## Your objective
Continue the news broadcast transcript from the point where it stops.

## Text excerpt
________
LAVANDERA: Katherine Camp is a yearbook staff member. She says the caption was not written in a malicious way.

KATHERINE CAMP, YEARBOOK STAFF: We all apologized to her. And we are very sorry that it happened. But it wasn't meant to happen.

LAVANDERA (on camera): The Waxahachie School District says it has already taken steps to make sure this never happens again. Currently, three people edit each page of the yearbook. But starting next year, there will be two additional editors, including a faculty committee that will be required to proofread each page before it gets published.

UNIDENTIFIED FEMALE: Thanks for stopping.

LAVANDERA (on camera): But the apologies aren't enough for some students.

UNIDENTIFIED FEMALE: There is no excuse to put -- to label somebody as that.

UNIDENTIFIED MALE: I feel that it is very offensive and wrong and it is racist.

LAVANDERA: The school has ordered corrected pages and are asking students to bring their yearbooks back to get the offensive page replaced. But, for Shadoyia Jones, ripping out this page won't erase the humiliation two words have left behind.

(END VIDEOTAPE)

ZAHN: Well, no matter what the motivation, it certainly was unfortunate. Ed Lavandera reporting for us tonight.

This week, we're bringing you "Survivor" stories. And in just a minute, a former policeman remembers how he lost all hope and was nearly killed patrolling the mean streets of the city. And later, a teenage surfer's incredible comeback from a shark attack.

First, though, just about 21 minutes past the hour. Erica Hill at HEADLINE NEWS joins us now to update the top stories. Not on a surfboard tonight.

Hi, Erica.

ERICA HILL, CNN CORRESPONDENT: No, not surfing tonight. I'm going to leave that to her. She's much better than I am.

We'll start off with the news, though, President Bush standing proudly today next to his judicial nominee, Judge Priscilla Owen. The Senate finally broke an impasse and will vote tomorrow on her nomination to the Fifth Circuit Court of Appeals. Yesterday's bipartisan filibuster agreement cleared the way for the vote.

On the CNN "Security Watch" tonight, the FBI is asking for more power in the war on terror, including the right to seize records on travel without a judge's permission. Critics say it threatens the right to privacy.
________
(Region descriptions in plain language)
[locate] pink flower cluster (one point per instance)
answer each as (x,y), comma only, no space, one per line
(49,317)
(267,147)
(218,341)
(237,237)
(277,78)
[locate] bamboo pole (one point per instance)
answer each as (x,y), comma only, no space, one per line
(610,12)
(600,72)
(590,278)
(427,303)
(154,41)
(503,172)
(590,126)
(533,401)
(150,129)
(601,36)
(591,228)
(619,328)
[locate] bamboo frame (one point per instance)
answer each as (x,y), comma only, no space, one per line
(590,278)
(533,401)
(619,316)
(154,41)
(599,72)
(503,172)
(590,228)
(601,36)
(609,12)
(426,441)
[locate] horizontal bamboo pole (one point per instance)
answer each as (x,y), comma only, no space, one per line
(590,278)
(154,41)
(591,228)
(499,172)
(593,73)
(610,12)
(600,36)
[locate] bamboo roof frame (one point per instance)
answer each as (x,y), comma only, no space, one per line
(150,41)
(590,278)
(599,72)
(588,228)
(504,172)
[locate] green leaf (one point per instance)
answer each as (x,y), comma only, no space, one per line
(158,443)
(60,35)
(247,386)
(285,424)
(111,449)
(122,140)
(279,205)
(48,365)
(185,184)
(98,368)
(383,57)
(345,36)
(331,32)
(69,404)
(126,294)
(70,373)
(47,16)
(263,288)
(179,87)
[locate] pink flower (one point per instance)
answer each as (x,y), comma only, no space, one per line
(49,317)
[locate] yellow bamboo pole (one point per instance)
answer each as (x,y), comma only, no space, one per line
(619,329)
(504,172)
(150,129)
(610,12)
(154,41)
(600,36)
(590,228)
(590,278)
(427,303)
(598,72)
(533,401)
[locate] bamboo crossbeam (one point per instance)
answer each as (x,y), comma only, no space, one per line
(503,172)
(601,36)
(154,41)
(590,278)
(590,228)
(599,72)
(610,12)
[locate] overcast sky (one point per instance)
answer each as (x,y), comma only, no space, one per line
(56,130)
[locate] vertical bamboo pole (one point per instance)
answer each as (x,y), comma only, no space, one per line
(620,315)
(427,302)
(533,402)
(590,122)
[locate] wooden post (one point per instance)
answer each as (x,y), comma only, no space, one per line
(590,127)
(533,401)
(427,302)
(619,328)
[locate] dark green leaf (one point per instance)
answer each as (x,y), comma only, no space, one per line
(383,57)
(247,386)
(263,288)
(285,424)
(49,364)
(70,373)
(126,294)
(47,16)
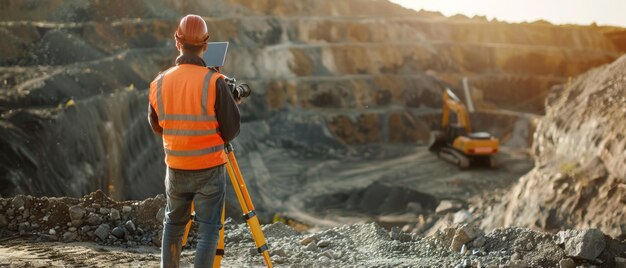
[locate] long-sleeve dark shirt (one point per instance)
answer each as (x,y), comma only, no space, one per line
(226,110)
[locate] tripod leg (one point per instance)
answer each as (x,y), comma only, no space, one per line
(188,225)
(219,254)
(246,206)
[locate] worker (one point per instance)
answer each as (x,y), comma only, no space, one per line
(191,107)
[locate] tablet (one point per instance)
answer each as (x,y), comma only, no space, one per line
(215,55)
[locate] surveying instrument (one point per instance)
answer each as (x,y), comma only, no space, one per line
(249,214)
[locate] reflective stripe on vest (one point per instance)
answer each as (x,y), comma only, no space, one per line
(191,138)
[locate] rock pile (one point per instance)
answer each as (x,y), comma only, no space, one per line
(369,245)
(94,217)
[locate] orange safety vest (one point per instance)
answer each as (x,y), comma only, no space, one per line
(184,100)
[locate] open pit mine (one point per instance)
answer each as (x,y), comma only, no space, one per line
(334,138)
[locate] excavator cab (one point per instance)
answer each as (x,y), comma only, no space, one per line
(456,143)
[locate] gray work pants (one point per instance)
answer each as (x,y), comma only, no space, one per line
(206,188)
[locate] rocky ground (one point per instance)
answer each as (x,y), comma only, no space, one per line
(97,231)
(127,234)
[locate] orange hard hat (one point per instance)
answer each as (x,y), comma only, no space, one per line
(192,30)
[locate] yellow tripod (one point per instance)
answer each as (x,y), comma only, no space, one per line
(249,214)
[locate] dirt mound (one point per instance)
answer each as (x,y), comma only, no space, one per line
(376,199)
(94,217)
(579,178)
(136,224)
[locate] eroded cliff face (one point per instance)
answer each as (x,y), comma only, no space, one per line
(580,176)
(367,71)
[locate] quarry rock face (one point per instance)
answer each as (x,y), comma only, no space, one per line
(580,151)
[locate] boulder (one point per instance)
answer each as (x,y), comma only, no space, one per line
(69,236)
(77,212)
(114,215)
(448,206)
(119,232)
(583,244)
(161,214)
(464,234)
(130,226)
(103,231)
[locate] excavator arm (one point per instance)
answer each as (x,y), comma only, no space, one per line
(452,103)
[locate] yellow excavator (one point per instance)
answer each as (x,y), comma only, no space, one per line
(456,143)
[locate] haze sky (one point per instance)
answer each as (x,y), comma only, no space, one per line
(585,12)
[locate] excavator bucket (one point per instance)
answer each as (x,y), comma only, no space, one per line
(437,141)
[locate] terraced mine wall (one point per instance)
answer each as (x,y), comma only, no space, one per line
(356,72)
(580,151)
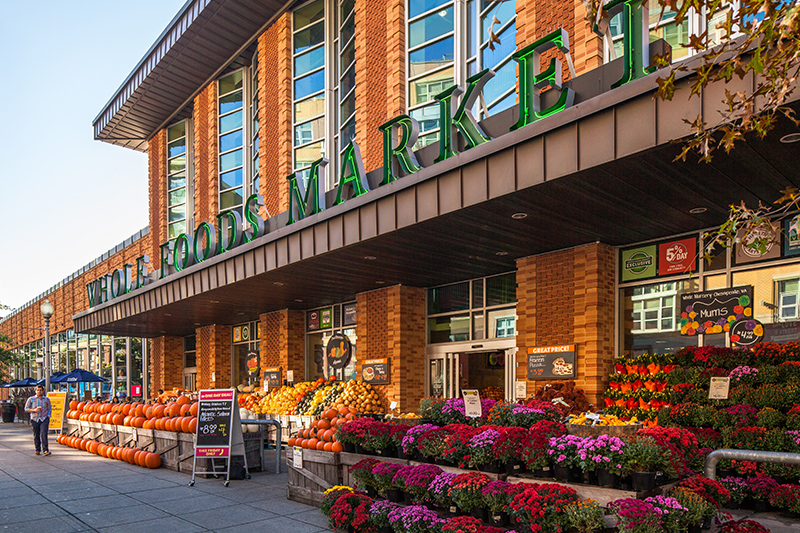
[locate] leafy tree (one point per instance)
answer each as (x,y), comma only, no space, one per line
(761,39)
(8,358)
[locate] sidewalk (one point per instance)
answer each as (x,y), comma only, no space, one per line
(73,490)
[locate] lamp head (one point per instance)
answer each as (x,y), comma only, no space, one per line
(47,309)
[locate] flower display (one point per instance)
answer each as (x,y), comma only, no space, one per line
(712,491)
(383,475)
(636,516)
(413,519)
(786,497)
(439,489)
(361,472)
(496,494)
(409,440)
(585,516)
(351,511)
(379,512)
(737,487)
(419,479)
(465,490)
(480,447)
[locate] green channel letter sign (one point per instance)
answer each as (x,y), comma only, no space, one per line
(399,137)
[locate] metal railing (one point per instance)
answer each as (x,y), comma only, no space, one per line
(756,456)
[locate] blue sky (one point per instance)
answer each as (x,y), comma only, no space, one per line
(66,198)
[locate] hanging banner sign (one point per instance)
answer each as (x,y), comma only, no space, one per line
(551,362)
(57,402)
(715,311)
(747,332)
(472,403)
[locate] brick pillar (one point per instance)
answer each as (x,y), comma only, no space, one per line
(380,72)
(391,323)
(283,342)
(275,113)
(166,363)
(157,184)
(567,297)
(214,357)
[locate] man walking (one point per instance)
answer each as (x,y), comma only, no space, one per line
(39,408)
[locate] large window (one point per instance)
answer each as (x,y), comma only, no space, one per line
(177,179)
(473,310)
(323,63)
(436,60)
(231,141)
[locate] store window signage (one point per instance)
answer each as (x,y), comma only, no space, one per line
(399,136)
(791,229)
(715,311)
(639,263)
(677,257)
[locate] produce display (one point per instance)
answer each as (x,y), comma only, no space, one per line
(134,456)
(178,416)
(321,435)
(313,398)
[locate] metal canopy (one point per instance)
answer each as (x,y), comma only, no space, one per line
(202,39)
(601,171)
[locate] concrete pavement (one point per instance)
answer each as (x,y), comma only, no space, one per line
(73,490)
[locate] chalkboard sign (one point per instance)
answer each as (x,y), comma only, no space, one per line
(376,371)
(551,362)
(272,378)
(715,311)
(215,416)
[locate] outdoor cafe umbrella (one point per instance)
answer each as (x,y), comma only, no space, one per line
(79,376)
(27,382)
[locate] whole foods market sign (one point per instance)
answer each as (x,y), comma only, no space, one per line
(399,136)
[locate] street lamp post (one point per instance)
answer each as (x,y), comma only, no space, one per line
(47,312)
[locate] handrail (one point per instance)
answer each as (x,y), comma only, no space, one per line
(278,437)
(710,469)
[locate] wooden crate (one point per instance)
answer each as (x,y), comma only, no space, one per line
(320,471)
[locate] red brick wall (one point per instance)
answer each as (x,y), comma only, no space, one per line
(391,323)
(166,363)
(214,357)
(275,113)
(567,297)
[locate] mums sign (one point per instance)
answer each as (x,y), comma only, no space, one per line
(399,136)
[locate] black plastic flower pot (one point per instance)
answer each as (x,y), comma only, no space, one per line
(643,481)
(606,478)
(394,495)
(562,473)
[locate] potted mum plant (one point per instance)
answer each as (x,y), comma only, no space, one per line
(465,491)
(642,457)
(496,496)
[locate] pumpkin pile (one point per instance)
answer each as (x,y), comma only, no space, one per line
(178,416)
(134,456)
(321,435)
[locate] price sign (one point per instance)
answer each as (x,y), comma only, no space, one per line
(551,362)
(214,422)
(297,457)
(718,389)
(376,371)
(472,403)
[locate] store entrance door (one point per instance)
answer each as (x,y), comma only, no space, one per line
(489,367)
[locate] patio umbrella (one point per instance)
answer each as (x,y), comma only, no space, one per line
(27,382)
(79,376)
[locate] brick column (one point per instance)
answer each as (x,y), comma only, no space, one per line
(166,363)
(567,297)
(283,342)
(391,323)
(214,357)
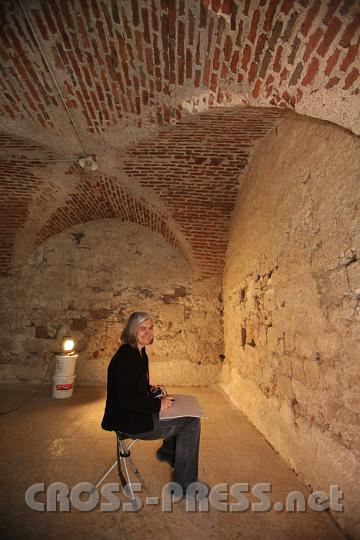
________
## Answer to this problem
Michael Jackson won't be taking the stand in his trial. The defense says it will rest its case tomorrow. Today, Jay Leno told the jury Jackson's young accuser called him and sounded as though he might ask for money, but he never actually did, something that had been expected.

Northwest Airlines plans to lay off half the mechanics who service its planes. Their union says the airline wants to slash nearly 3,000 jobs and cut base pay, the savings, $166 million.

And a big Wall Street investment bank is a divided -- or a house divided, rather. Valerie Morris has tonight's "Market Movers".

(BEGIN VIDEOTAPE)

VALERIE MORRIS, CNN CORRESPONDENT: There is a management mess at Wall Street giant Morgan Stanley. Eight former executives of the bank are trying to oust Chairman and CEO Phil Purcell. They blame him for what they call mediocre performance and a lagging stock price.

The dissident shareholders want the company to split into two divisions, one focused on selling financial services to individual investors and another to institutions. But Morgan Stanley's board supports Purcell and doesn't want to break up the company. The turmoil has led a number of senior executives, bankers and traders to leave the firm in recent weeks. Shares of Morgan Stanley have fallen more than 10 percent since late March, prompting takeover speculation.

(END VIDEOTAPE)

HILL: And, Paula, those are the headlines at this hour. I'll turn it back over to you.

ZAHN: Thanks so much. See you in about a half-hour or so. Appreciate it.

Time now to vote for our person of the day. Your choices tonight, New York Comptroller Alan Hevesi, for finding out that Medicaid was paying for Viagra for convicted sex offenders, yes, Viagra; or John McCain for helping to end the Senate showdown over the filibuster; or the voice of Tony the Tiger, Thurl Ravenscroft, who died just over the weekend, for building an entire career on one word, "Great." Well, no one can do it like he did it. Vote at CNN.com/Paula. I'll let you know wins later on in the hour.

Coming up next, a survivor story. A cop who actually wanted to work in New York's most crime-infested neighborhoods.

(BEGIN VIDEO CLIP) CEA: It's a life-and-death situation. You feel like Superman. So, you start to change then, where you feel invincible.

(END VIDEO CLIP)

ZAHN: How a New York cop learned the hard way that he wasn't Superman and almost fell prey to the folks he was trying to arrest.

(COMMERCIAL BREAK)

ZAHN: This week, our spotlight is on survivors, people who have persevered through the most trying challenges.

Well, tonight, the rise and fall of a cop who patrolled some of the toughest streets in the nation's biggest city, until all that evil nearly consumed him. It is tonight's "PEOPLE IN THE NEWS" profile.

(BEGIN VIDEOTAPE)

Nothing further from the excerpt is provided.